● **Written request**:
Lay out the stretch of lines below from the one containing "Q: Where on this screen is the black winter" through the one containing "xmin=241 ymin=63 xmax=410 ymax=353" as a Markdown table. Use the columns Number and Line, and skip any blank lines.

● **Source material**:

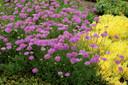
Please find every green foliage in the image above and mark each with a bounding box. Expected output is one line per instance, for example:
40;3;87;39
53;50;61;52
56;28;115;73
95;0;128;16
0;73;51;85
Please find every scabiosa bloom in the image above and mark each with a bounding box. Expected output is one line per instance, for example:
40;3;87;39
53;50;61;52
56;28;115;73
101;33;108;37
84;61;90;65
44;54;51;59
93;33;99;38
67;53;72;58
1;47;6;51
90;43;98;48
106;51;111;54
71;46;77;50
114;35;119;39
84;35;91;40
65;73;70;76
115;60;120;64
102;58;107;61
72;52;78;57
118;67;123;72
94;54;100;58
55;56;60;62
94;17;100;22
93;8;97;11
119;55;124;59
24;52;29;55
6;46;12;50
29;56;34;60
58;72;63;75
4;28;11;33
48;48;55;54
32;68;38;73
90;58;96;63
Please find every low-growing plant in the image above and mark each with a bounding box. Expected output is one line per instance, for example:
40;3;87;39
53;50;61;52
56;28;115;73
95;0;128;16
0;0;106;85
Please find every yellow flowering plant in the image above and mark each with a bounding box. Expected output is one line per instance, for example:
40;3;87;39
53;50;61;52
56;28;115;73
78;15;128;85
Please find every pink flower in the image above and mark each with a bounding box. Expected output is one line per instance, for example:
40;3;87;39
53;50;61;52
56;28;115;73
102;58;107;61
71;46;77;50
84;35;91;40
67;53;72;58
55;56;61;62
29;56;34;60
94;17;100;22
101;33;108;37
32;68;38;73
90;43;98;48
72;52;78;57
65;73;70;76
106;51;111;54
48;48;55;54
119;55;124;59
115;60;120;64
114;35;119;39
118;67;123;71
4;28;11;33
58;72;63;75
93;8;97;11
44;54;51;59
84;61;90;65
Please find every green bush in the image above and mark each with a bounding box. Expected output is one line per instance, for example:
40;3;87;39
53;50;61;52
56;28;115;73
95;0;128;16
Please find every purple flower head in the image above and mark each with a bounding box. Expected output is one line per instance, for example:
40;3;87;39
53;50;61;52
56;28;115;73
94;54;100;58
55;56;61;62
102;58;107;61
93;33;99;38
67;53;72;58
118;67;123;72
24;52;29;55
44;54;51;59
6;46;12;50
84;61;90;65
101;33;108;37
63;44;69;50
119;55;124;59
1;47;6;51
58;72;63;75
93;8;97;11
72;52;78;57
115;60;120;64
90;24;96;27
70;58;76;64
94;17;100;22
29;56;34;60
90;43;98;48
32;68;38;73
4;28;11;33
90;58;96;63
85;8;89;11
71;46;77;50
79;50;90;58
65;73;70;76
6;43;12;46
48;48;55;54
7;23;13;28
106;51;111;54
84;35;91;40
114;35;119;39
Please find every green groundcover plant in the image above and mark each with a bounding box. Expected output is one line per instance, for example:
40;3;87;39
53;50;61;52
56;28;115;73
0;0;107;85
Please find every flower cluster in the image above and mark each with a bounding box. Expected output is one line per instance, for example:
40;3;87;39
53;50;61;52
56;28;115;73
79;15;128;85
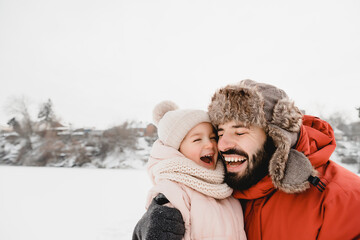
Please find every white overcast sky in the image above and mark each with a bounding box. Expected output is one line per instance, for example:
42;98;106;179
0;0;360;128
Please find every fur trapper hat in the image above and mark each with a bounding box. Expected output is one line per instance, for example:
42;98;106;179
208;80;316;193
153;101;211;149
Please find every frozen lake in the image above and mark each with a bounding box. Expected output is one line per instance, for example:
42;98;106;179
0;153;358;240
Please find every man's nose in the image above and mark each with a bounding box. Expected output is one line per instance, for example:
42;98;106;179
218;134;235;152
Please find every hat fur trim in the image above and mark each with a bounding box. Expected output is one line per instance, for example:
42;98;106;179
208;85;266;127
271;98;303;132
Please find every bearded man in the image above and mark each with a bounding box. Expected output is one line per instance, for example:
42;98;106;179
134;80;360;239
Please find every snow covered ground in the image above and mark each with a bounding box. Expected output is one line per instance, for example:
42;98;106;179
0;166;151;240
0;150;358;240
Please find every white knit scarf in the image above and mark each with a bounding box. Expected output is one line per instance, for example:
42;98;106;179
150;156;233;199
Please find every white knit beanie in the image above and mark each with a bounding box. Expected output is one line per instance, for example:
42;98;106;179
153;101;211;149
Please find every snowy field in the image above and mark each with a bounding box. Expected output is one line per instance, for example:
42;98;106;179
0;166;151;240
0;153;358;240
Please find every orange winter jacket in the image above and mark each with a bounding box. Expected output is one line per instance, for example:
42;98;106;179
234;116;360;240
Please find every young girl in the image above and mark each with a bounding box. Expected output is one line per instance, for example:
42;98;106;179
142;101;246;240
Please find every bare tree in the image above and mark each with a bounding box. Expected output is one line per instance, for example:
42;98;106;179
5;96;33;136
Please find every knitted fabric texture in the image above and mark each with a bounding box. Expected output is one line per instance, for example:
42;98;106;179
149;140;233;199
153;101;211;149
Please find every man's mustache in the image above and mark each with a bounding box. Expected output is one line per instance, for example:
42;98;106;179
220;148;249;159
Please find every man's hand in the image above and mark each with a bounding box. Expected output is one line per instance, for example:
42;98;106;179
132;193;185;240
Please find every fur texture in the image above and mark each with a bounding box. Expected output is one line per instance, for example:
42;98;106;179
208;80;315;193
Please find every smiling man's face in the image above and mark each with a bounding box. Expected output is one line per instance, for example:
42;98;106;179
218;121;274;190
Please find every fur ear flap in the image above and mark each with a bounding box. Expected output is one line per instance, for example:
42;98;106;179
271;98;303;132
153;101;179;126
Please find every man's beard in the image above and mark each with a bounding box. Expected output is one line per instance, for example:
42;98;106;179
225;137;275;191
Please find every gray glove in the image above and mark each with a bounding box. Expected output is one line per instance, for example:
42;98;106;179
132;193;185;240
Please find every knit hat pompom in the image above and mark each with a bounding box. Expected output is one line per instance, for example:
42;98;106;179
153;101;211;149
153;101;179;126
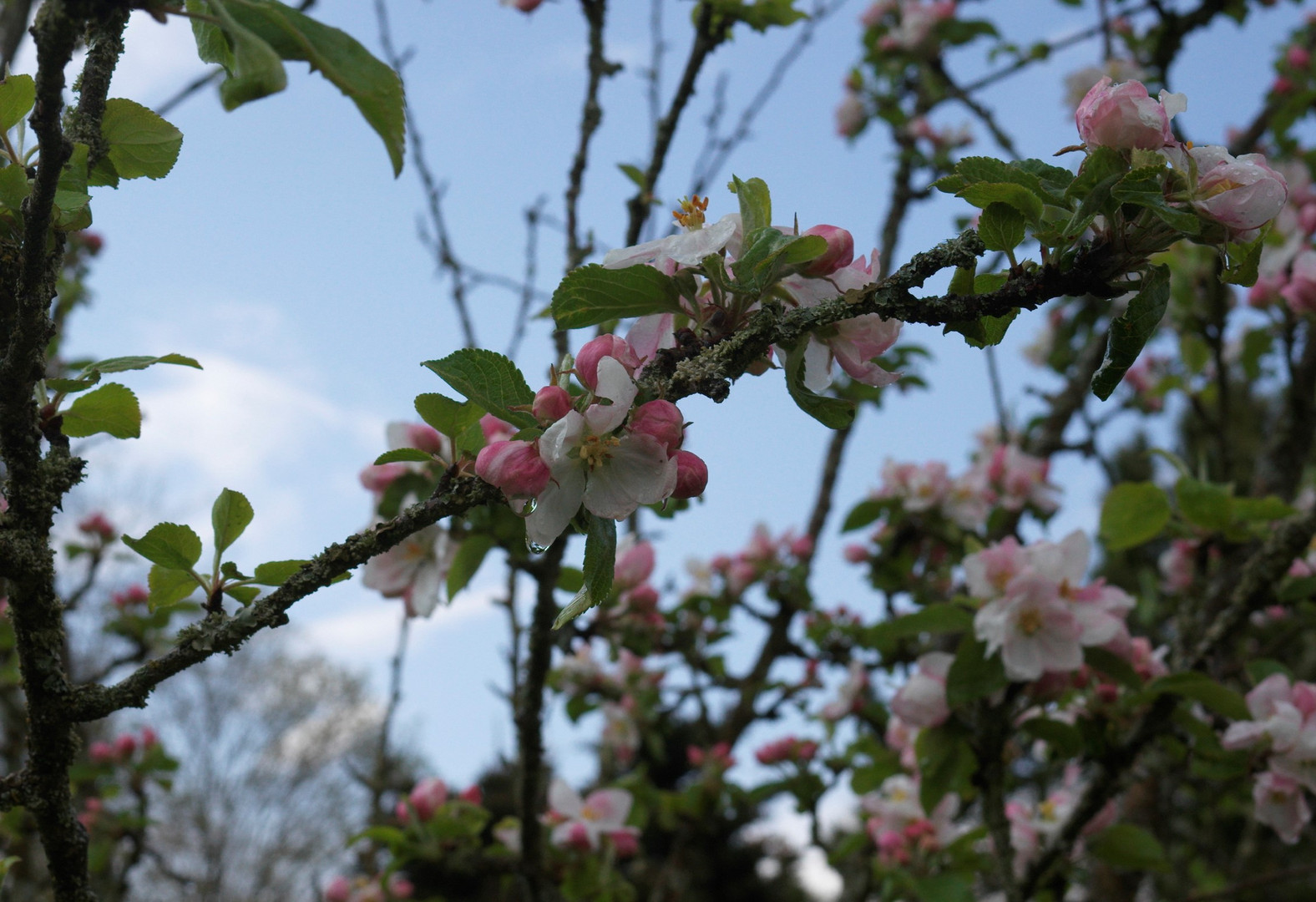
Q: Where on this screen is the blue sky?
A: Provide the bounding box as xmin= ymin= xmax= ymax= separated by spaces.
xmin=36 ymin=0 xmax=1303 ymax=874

---

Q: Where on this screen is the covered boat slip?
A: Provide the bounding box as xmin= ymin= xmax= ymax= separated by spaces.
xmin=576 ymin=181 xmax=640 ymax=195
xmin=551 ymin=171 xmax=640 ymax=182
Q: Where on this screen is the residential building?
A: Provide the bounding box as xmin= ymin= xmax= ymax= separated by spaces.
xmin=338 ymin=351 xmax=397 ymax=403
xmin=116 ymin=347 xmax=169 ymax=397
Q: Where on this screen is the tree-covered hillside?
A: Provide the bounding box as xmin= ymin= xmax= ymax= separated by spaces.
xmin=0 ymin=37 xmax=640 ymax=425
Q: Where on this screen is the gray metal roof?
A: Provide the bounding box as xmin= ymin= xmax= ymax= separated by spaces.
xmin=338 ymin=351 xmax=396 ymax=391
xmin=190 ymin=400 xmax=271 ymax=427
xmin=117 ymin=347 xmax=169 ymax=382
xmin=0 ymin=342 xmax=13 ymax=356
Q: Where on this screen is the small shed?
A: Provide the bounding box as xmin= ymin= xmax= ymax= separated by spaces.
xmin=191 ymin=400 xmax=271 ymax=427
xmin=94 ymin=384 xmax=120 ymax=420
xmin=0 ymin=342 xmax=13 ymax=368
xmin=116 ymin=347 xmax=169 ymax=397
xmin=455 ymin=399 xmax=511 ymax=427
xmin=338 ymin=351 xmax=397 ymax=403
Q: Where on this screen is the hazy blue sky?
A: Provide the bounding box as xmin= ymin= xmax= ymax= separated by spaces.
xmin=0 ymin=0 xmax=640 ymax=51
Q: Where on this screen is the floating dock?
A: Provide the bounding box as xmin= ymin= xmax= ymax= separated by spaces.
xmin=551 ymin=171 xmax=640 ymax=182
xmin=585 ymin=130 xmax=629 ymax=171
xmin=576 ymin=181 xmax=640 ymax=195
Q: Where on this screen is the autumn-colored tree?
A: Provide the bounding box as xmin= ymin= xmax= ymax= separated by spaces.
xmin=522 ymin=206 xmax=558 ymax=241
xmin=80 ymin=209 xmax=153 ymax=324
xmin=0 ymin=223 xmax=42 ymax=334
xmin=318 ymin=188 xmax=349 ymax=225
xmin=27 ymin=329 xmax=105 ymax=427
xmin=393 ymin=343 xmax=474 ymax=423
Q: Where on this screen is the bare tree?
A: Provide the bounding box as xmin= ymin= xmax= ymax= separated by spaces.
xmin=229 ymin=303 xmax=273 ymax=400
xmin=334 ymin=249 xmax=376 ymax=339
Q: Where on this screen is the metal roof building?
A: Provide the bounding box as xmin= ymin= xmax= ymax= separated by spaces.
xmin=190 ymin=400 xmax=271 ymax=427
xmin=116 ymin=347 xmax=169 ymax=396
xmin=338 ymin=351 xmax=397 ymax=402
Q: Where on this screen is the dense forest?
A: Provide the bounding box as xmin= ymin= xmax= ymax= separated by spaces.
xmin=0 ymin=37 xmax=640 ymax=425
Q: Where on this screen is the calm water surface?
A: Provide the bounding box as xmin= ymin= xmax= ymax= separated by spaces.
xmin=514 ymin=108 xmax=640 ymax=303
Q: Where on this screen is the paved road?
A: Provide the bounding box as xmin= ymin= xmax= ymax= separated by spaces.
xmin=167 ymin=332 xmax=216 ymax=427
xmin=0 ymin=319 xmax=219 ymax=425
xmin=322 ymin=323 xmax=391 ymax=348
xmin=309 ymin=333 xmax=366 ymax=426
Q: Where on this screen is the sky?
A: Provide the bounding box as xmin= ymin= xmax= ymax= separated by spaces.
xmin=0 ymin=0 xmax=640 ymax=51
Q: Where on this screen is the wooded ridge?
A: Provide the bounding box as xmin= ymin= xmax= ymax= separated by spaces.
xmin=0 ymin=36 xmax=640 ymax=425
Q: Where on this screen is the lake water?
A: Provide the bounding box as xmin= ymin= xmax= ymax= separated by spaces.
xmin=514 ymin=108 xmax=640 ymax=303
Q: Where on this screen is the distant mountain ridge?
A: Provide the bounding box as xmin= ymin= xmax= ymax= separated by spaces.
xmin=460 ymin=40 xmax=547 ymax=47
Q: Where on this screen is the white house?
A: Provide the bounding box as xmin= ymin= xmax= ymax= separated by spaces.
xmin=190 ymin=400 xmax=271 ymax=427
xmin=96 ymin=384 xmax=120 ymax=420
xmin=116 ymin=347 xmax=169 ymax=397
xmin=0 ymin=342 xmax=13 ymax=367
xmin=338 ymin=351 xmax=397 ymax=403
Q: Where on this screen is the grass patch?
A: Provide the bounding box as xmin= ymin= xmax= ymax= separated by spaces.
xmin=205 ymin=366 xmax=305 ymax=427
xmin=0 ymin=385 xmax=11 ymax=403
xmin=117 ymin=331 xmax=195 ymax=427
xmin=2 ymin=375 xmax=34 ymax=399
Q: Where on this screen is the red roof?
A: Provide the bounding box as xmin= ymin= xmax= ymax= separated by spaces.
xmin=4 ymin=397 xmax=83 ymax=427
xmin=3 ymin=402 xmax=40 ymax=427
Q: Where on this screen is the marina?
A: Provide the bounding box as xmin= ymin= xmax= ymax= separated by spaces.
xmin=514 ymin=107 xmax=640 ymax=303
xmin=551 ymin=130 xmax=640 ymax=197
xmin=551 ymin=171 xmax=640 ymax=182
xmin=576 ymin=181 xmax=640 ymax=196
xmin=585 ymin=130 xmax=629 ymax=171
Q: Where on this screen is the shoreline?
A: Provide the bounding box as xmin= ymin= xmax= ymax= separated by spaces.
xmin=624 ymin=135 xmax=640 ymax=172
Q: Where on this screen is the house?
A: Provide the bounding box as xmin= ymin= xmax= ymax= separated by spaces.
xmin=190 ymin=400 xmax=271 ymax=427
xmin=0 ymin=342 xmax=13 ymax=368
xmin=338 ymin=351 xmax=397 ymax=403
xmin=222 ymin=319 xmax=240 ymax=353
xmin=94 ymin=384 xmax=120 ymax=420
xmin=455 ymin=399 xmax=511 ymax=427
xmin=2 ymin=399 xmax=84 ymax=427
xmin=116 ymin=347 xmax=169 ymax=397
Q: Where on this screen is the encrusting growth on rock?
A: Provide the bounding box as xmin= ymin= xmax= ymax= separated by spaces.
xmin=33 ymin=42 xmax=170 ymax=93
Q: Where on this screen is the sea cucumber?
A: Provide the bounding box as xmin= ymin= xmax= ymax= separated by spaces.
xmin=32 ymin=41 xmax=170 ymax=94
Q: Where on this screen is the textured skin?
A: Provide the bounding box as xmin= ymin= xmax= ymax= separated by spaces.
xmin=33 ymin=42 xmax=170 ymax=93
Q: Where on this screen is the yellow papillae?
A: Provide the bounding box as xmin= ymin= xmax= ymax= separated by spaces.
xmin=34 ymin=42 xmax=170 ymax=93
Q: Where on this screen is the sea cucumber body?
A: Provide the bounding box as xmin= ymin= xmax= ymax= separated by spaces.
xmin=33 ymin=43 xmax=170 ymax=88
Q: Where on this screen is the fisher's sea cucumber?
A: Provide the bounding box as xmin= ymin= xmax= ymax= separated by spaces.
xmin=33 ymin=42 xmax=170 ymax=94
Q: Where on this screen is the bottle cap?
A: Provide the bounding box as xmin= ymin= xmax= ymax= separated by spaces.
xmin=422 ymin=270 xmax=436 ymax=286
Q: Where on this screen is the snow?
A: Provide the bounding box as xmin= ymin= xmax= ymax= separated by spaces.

* * *

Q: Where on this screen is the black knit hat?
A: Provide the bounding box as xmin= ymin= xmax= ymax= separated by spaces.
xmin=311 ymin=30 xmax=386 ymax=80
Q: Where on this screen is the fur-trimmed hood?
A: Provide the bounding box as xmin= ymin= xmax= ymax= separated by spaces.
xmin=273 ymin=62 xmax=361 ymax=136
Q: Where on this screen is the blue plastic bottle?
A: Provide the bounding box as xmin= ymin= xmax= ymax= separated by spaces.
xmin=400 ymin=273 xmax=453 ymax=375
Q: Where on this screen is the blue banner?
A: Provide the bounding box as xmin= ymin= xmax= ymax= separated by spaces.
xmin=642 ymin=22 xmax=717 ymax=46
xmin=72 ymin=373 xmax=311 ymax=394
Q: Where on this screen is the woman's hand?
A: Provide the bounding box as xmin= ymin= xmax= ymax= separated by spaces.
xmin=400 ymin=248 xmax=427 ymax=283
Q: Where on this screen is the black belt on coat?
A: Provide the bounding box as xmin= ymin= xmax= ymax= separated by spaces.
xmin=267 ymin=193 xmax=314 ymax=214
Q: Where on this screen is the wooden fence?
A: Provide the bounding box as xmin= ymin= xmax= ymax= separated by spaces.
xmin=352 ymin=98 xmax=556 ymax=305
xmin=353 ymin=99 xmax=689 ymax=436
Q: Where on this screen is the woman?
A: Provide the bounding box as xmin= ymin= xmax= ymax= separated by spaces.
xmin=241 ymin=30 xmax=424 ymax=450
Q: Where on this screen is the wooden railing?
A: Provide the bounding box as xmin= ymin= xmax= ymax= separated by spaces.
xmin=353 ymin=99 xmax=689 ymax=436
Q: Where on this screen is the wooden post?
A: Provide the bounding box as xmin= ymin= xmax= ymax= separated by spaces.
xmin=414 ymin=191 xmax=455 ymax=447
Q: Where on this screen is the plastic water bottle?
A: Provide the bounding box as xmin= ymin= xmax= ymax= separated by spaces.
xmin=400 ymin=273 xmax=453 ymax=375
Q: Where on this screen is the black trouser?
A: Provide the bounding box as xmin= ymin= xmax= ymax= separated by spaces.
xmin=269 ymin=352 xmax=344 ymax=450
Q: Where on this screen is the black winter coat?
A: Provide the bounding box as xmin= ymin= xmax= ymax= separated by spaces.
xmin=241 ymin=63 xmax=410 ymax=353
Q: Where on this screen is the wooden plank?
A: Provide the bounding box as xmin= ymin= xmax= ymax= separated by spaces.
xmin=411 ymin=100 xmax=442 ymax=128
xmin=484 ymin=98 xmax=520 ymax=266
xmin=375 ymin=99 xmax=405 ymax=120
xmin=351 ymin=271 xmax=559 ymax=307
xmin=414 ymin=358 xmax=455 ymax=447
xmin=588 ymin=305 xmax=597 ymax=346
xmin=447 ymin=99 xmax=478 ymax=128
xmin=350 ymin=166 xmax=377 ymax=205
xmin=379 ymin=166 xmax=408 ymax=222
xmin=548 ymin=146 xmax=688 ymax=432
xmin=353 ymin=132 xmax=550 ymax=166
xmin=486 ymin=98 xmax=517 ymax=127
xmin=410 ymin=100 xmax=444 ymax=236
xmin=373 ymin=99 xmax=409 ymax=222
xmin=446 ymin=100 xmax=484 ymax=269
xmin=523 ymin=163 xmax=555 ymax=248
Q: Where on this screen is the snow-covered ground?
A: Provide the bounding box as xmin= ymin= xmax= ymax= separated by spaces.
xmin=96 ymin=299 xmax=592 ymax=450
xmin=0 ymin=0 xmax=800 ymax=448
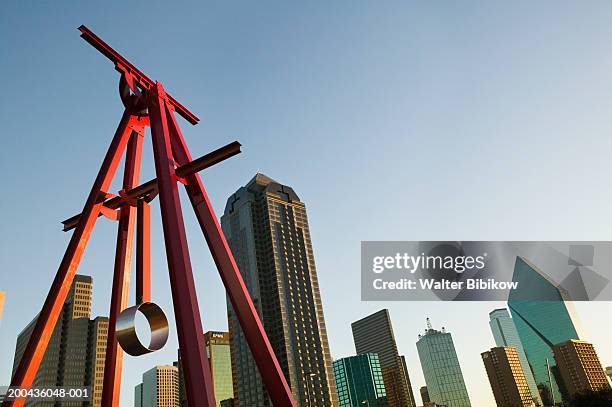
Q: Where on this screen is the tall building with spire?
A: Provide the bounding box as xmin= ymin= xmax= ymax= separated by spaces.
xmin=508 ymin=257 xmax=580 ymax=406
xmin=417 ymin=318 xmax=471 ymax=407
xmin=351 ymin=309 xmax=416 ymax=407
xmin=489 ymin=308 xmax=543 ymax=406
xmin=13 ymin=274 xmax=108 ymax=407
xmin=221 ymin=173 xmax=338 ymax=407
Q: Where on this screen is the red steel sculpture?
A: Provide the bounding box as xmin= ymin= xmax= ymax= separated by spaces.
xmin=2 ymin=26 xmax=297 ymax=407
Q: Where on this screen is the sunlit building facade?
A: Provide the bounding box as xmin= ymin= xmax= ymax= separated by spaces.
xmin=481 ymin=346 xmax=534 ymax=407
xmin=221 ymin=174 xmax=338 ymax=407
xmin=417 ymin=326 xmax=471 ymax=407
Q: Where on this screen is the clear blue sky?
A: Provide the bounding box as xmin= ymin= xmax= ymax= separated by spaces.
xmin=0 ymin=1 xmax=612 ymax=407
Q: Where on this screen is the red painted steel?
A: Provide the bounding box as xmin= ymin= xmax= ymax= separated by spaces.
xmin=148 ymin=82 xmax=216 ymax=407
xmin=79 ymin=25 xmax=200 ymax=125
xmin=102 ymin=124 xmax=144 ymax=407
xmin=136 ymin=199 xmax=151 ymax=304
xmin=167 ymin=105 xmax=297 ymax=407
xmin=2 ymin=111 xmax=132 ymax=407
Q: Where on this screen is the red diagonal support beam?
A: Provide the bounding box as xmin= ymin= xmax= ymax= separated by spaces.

● **Written reply**:
| Number | Line |
|---|---|
| 1 | Q: Where on this screen is the black winter coat? |
| 2 | A: Provide the bounding box as xmin= ymin= xmax= ymax= separated by spaces. |
| 3 | xmin=241 ymin=63 xmax=410 ymax=353 |